◆ Task to complete
Repeat the data below in full. Pictures must not be part of the copy.

◆ Dataset content
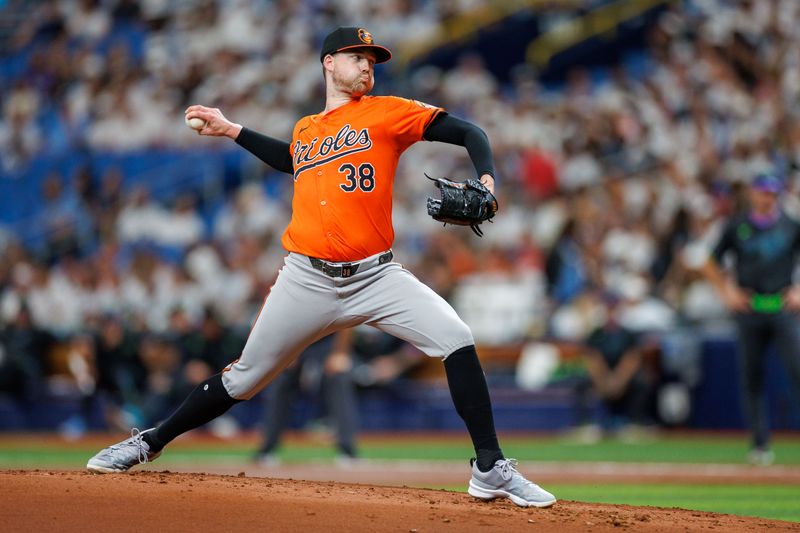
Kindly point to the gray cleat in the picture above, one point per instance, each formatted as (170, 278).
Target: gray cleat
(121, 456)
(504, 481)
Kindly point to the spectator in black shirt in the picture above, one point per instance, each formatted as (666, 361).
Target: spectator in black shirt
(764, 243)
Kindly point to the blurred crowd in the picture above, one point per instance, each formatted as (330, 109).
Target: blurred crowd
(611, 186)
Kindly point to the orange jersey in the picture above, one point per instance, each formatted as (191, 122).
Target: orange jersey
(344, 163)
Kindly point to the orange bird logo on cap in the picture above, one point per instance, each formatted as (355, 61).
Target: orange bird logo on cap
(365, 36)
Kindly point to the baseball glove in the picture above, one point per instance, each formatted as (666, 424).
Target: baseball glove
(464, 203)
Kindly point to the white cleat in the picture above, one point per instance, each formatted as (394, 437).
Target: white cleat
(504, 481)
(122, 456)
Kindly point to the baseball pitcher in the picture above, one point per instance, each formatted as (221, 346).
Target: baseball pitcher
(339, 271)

◆ Exercise result
Kindly point to the gray cleat in the picture above, one point per instance, each formatted as (170, 278).
Target: gray cleat
(121, 456)
(504, 481)
Kindly point to the spectator in black shirt in the picture above, one point per instance, each formatted as (666, 361).
Target: spectator in black shirt
(764, 243)
Kindly point to the blurred crowd in the picture above, one point per instance, each formatted as (330, 109).
Target: blurred crowd
(611, 186)
Kindly point to the orange jersey in the picture above, one point per instance, each formatted as (191, 122).
Target: orange jersey
(344, 163)
Kindly point to the orange bird logo on cap in the picture above, one point per instance, each formatted as (355, 61).
Target: orange bird logo on cap
(365, 36)
Kindly point to the baseball glove in the picture above, one point per instance, each formatted as (666, 424).
Target: baseball glove
(464, 203)
Kindly point to the white cleat in the picture above, one point per instance, each formatted as (394, 437).
Target: white cleat
(504, 481)
(122, 456)
Kindly point to the baseball pitcher in the picture above, one point per instance, each formatted as (221, 346).
Target: baseball pitcher
(339, 271)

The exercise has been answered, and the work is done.